De minister van Buitenlandse Zaken,

U. Rosenthal

De minister van Defensie,

J. S. J. Hillen

BIJLAGE I Feitenrelaas

In deze bijlage geeft de regering, overeenkomstig het verzoek van de Kamer, een overzicht van feiten en ontwikkelingen rond de evacuatie van een Nederlandse staatsburger uit Sirte.

Inhoudsopgave:

  

Blz.

    

I.

Evacuatie van Nederlanders uit Libië

5

 

crisisberaad en reisadvies

5

 

aantallen Nederlanders

6

 

evacuatie-activiteiten

6

 

Misrata

8

 

Nafura

8

II.

Evacuatieoperatie Sirte

9

 

aanleiding, planning en start van de operatie

9

 

aan de grond houden helikopter en vasthouding bemanning

13

III.

Onderhandelingen en diplomatieke inspanningen

13

IV.

Nadere toelichting, mede naar aanleiding van vragen gesteld door de Tweede Kamer

16

I. Evacuatie van Nederlanders uit Libië

Crisisberaad en reisadvies

  • 1. Het algemene beeld in Libië kenmerkte zich in de periode tot en met 27 februari door overname van het gezag in veel steden door gewapende opstandelingen, een agressieve reactie van het regime en ongeorganiseerde acties van de Libische krijgsmacht. In een aantal steden werd het heersende gezag verjaagd en namen opstandelingen het over. Veel burgers verkeerden in angst en onveiligheid. Niet-Libische inwoners en bezoekers ontvluchtten massaal het land. Zowel in Libië als daarbuiten groeide de inschatting dat het regime-Kadhaffi ineen zou kunnen storten. De urgentie was groot om de nog in het land verblijvende Nederlanders die hadden aangegeven het land te willen verlaten te evacueren.

  • 2. Op 17 februari besloot het ministerie van Buitenlandse Zaken voor de eerste maal om het reisadvies voor Libië aan te passen: alle niet-essentiële reizen naar de plaatsen Benghazi, Ghadames en Ghat werden ontraden. Op 18 februari werd het reisadvies opnieuw aangepast en alle niet-essentiële reizen naar en een verblijf in de provincie Cyrenaeica (met name in de steden Benghazi en Bayda) in verband met demonstraties gericht tegen het bewind ontraden. Op zondag 20 februari besloot het ministerie van Buitenlandse Zaken om alle niet-essentiële reizen naar Libië te ontraden.

  • 3. In de nacht van zondag 20 op maandag 21 februari jl. besloot de plaatsvervangend secretaris-generaal van het ministerie van Buitenlandse Zaken om een crisisberaad Libië in te stellen. Aan dit overleg namen, naast Buitenlandse Zaken, ook vertegenwoordigers van het ministerie van Defensie en van het ministerie van Veiligheid en Justitie (Nationaal Crisiscentrum) deel.
........
▶ _Doel opdracht_: Schrijf uit het fragment over de evacuatie uit Libië letterlijk het stuk over van "Nadere toelichting, mede" tot en met "verlaten te evacueren.".

▶ _Aangeleverde gegevens_:
........
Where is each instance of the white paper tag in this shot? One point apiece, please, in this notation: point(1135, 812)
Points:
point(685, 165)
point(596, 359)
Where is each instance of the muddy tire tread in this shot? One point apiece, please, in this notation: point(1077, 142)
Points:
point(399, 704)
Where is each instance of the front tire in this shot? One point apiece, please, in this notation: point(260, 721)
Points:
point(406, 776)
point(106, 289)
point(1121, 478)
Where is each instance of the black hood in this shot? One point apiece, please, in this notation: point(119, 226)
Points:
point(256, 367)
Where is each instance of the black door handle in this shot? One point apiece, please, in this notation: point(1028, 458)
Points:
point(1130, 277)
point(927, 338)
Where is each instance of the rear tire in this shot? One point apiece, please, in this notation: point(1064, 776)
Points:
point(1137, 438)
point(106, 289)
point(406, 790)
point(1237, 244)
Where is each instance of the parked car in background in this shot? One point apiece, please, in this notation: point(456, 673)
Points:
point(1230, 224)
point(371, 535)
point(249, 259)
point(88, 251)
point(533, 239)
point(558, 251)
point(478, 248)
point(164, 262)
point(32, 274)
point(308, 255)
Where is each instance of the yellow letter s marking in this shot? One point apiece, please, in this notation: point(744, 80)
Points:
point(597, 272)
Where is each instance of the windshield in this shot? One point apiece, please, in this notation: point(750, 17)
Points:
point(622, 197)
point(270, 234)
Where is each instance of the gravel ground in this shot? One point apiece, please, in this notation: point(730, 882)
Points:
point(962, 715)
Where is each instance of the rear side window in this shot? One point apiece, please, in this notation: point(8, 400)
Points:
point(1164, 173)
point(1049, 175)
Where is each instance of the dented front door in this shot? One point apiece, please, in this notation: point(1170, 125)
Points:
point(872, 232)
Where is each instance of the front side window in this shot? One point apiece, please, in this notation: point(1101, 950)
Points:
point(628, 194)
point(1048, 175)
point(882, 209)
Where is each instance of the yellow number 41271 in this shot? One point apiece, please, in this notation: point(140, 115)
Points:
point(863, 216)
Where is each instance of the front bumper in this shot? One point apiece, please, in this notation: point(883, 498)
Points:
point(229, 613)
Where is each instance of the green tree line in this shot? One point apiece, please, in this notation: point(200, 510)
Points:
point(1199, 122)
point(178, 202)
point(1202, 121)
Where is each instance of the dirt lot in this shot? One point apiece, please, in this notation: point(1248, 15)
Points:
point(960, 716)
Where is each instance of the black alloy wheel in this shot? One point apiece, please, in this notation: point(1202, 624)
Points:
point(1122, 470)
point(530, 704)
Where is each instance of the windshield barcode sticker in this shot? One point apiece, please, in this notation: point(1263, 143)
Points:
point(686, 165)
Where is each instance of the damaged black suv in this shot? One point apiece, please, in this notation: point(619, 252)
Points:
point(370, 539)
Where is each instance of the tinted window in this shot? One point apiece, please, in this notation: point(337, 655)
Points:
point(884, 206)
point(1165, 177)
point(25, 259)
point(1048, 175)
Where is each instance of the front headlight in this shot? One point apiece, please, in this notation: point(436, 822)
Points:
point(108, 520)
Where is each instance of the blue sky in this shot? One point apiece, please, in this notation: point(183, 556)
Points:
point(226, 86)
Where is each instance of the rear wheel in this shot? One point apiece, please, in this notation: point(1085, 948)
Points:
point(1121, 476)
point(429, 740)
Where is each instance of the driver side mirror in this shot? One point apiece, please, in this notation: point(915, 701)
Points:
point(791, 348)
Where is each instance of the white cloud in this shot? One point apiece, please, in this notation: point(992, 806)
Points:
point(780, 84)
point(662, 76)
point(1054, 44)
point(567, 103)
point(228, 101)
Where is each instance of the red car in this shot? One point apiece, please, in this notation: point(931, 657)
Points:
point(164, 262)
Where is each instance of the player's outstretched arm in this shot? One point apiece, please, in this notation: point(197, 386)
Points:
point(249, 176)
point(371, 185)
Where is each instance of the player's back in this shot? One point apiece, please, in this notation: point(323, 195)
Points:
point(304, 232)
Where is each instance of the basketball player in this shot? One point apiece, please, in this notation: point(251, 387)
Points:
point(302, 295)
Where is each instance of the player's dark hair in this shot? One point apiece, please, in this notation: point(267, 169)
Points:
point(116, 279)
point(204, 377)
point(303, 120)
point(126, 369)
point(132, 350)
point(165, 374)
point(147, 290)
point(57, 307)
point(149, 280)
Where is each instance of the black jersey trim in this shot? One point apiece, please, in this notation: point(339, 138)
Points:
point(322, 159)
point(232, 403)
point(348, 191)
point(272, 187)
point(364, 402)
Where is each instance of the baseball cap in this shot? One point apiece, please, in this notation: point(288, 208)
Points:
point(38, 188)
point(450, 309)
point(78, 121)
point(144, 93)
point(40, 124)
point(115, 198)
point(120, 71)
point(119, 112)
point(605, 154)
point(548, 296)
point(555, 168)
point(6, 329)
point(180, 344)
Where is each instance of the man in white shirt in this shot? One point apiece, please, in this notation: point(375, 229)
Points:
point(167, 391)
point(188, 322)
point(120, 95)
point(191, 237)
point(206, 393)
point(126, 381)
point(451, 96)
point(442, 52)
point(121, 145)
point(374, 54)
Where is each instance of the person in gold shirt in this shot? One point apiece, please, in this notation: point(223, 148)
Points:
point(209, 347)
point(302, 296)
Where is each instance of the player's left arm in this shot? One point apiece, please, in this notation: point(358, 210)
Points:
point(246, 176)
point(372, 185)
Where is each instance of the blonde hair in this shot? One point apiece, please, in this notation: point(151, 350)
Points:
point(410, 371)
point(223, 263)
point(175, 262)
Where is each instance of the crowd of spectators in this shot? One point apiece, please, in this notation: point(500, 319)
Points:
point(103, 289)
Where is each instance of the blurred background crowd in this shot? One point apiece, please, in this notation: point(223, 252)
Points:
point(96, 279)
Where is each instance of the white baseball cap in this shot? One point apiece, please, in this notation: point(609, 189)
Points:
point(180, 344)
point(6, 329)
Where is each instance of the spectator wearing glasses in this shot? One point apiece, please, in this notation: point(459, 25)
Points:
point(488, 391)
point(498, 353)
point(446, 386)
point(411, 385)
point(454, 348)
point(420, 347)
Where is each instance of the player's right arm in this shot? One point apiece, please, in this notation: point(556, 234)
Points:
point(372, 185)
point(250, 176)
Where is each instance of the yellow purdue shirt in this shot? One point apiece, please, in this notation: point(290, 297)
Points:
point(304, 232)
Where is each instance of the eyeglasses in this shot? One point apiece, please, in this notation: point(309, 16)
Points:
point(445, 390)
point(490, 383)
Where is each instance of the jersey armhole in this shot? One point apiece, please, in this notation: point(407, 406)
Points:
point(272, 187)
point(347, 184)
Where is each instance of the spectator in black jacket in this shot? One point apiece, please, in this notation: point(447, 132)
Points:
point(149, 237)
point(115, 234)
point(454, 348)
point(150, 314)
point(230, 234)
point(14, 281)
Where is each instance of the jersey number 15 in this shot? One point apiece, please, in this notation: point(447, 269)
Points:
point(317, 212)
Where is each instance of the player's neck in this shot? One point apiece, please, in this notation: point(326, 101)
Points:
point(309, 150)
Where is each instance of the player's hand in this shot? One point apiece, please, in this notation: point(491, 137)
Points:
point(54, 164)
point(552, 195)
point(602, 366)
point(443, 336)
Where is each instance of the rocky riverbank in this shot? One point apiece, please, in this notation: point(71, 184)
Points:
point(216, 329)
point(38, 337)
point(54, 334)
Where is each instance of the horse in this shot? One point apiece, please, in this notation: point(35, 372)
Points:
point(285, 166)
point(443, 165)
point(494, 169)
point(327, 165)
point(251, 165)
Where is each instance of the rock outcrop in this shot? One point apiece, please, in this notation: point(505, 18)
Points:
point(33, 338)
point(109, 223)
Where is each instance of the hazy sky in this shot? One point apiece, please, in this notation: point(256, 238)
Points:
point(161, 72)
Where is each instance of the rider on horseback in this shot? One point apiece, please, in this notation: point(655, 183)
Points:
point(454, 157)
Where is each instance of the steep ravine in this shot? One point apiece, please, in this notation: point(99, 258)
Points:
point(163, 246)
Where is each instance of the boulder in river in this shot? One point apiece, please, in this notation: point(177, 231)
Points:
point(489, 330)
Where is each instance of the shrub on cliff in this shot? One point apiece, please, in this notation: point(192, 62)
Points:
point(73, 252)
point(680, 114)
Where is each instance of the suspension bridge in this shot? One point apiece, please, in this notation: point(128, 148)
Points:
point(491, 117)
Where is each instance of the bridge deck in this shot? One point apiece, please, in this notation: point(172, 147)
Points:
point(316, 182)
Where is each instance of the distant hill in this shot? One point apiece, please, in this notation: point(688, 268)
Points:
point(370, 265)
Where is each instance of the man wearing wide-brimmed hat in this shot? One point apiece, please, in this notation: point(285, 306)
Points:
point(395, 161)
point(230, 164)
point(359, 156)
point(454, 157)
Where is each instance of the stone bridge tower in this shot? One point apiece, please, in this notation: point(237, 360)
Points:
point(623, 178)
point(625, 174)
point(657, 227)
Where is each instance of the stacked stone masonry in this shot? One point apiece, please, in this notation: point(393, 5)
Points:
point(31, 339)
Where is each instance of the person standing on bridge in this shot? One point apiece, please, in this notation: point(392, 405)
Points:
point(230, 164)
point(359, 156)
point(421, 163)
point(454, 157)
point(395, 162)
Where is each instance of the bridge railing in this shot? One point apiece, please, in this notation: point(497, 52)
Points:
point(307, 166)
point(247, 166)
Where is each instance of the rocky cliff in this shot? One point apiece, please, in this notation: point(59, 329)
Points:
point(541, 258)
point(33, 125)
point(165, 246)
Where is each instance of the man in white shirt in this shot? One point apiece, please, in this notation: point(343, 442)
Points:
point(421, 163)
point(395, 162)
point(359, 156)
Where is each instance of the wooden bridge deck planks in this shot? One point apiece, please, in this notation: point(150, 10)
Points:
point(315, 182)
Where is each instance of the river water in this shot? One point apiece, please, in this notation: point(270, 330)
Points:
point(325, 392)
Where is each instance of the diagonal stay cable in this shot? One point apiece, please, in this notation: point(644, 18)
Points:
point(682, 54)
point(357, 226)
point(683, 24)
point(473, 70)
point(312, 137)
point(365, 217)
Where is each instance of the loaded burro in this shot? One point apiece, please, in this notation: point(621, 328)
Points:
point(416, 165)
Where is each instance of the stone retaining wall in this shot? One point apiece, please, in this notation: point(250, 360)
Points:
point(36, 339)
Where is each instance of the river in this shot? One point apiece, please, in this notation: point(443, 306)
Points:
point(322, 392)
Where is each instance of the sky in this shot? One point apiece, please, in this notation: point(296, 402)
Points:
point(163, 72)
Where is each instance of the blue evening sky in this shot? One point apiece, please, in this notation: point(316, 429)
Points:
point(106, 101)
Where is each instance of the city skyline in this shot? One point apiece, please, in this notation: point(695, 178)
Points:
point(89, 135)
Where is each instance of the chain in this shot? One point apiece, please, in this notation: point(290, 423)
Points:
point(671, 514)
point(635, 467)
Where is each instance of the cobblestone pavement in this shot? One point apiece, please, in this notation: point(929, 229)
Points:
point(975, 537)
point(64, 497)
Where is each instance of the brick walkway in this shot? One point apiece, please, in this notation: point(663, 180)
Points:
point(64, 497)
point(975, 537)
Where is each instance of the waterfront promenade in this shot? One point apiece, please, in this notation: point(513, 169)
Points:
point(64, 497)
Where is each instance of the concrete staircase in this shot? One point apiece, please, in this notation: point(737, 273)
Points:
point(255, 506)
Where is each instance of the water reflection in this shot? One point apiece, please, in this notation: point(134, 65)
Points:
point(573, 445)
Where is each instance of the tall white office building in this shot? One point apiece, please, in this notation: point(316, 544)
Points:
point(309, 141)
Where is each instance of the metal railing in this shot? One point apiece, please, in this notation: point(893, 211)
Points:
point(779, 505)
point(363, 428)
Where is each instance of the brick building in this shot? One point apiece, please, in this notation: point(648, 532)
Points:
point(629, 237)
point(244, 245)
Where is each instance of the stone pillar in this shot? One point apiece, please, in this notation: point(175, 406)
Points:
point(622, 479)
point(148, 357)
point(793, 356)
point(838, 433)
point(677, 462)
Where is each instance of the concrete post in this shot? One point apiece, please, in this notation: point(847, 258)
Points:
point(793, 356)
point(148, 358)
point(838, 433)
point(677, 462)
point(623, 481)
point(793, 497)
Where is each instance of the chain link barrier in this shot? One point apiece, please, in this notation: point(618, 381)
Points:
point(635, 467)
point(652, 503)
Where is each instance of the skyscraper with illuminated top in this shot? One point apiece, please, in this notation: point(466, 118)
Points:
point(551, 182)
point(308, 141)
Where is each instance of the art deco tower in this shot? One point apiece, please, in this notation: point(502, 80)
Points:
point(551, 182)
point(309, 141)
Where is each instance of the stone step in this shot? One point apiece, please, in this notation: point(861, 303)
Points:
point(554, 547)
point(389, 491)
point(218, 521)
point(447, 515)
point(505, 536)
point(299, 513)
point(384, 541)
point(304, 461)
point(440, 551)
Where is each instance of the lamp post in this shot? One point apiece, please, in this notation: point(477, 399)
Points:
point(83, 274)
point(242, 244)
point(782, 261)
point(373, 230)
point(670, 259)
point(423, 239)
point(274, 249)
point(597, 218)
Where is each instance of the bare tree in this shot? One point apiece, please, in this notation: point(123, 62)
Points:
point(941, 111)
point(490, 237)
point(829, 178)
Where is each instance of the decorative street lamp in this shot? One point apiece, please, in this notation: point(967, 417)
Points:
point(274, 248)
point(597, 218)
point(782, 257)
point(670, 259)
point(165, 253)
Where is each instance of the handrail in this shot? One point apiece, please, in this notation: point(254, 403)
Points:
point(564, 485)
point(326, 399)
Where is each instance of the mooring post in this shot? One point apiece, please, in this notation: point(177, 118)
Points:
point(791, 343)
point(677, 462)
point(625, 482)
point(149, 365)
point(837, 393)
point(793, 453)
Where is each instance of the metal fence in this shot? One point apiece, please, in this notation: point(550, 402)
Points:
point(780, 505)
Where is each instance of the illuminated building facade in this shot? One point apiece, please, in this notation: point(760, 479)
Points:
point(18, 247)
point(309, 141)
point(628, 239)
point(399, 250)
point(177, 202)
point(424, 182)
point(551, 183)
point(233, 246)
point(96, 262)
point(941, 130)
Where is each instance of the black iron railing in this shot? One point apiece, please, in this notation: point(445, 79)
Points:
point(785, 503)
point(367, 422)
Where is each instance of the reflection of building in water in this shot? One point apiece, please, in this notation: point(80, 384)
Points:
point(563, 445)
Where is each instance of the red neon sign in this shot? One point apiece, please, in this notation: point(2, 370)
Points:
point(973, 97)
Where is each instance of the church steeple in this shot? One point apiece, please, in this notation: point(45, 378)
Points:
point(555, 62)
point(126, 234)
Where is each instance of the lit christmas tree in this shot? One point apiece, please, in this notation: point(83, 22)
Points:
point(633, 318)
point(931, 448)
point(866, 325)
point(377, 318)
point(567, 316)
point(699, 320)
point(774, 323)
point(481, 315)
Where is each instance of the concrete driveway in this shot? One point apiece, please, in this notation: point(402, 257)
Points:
........
▶ _Uitgevoerde opdracht_:
Nadere toelichting, mede naar aanleiding van vragen gesteld door de Tweede Kamer

16

I. Evacuatie van Nederlanders uit Libië

Crisisberaad en reisadvies

  • 1. Het algemene beeld in Libië kenmerkte zich in de periode tot en met 27 februari door overname van het gezag in veel steden door gewapende opstandelingen, een agressieve reactie van het regime en ongeorganiseerde acties van de Libische krijgsmacht. In een aantal steden werd het heersende gezag verjaagd en namen opstandelingen het over. Veel burgers verkeerden in angst en onveiligheid. Niet-Libische inwoners en bezoekers ontvluchtten massaal het land. Zowel in Libië als daarbuiten groeide de inschatting dat het regime-Kadhaffi ineen zou kunnen storten. De urgentie was groot om de nog in het land verblijvende Nederlanders die hadden aangegeven het land te willen verlaten te evacueren.